In this experiment, sediment sampling points and determination of the total amount of Cu were placed in an externally specified index (ESI). Cu was repaired by GO, G-F and G-N-C in situ. A total of 16 G-point sediment samples (10.000 ± 0.005 g) were accurately weighed. Four experimental design groups and a control group (10 g air-dried precipitate only) were investigated. The test groups included GO group [10 g air-dried precipitate, 5, 10, and 15% (w/w) GO], G-F group [10 g air-dried precipitate, 5, 10 and 15% (w/w) G-F], and G-N-C group [10 g air-dried precipitate, 5, 10 and 15% (w/w) G-N-C]. Each sample was placed in a 150 mL vial with 100 mL of deionized water. Three replicates were carried out for each experimental group. The samples were then incubated at room temperature for 35 days. The BCR extraction was done at the 1st, 3rd, 7th, 15th, 25th and 35th day. The concentrations of Cu in the overlying and interstitial water were measured at the 35th day.

Jobs:
(a) Do the following statements agree with the sediment experiment description? (i) Each sample was put in a 150 mL vial with 100 mL of deionized water. (ii) The samples were incubated for 25 days. (iii) Copper in the overlying and interstitial water was measured on the first day. For each, answer yes or no and quote the deciding words from the description.
(b) According to the sediment experiment description, how many replicates were run for each experimental group?

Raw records
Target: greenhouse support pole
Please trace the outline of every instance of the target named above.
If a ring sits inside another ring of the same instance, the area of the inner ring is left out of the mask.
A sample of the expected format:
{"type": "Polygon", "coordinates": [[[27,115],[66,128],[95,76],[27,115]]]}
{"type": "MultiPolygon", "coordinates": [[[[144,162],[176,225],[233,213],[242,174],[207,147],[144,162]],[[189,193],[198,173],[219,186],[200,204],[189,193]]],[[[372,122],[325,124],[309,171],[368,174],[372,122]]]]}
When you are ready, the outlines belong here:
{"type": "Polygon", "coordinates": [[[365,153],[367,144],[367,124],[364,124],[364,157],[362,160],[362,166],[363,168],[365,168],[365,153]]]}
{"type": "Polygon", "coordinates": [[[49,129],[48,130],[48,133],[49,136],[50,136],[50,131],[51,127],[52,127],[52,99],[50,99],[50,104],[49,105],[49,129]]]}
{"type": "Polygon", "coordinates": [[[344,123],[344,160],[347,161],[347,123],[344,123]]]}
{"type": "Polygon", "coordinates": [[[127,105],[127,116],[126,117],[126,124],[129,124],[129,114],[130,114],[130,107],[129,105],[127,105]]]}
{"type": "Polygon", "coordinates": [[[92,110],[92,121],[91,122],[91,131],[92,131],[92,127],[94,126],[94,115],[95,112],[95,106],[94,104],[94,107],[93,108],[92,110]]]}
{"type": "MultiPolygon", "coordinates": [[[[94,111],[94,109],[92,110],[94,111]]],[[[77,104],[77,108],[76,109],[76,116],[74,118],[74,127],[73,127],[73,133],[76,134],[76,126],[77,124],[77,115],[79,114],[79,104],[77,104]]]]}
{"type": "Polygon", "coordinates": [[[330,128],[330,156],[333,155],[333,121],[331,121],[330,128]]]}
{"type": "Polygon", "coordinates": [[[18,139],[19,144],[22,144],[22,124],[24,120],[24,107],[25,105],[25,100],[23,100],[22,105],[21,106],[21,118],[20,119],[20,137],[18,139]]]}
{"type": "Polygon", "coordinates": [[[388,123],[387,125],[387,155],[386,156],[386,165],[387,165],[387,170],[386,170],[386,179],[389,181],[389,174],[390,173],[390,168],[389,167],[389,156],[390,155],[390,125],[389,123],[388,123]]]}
==
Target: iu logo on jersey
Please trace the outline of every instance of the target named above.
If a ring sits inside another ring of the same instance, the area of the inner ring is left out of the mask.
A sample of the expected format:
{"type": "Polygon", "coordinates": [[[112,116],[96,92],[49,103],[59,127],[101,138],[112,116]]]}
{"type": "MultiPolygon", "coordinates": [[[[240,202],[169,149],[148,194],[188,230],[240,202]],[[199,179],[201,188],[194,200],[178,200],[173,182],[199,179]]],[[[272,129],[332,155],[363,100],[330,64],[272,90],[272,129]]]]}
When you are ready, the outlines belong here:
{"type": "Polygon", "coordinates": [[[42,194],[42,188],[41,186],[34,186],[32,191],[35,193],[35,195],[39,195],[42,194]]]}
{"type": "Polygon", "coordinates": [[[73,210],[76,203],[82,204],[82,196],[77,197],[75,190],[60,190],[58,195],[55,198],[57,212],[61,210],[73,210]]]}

Answers by task:
(a)
(i) Yes: "Each sample was placed in a 150 mL vial with 100 mL of deionized water."
(ii) No: "The samples were then incubated at room temperature for 35 days."
(iii) No: "The concentrations of Cu in the overlying and interstitial water were measured at the 35th day."

(b) Three replicates were run for each experimental group.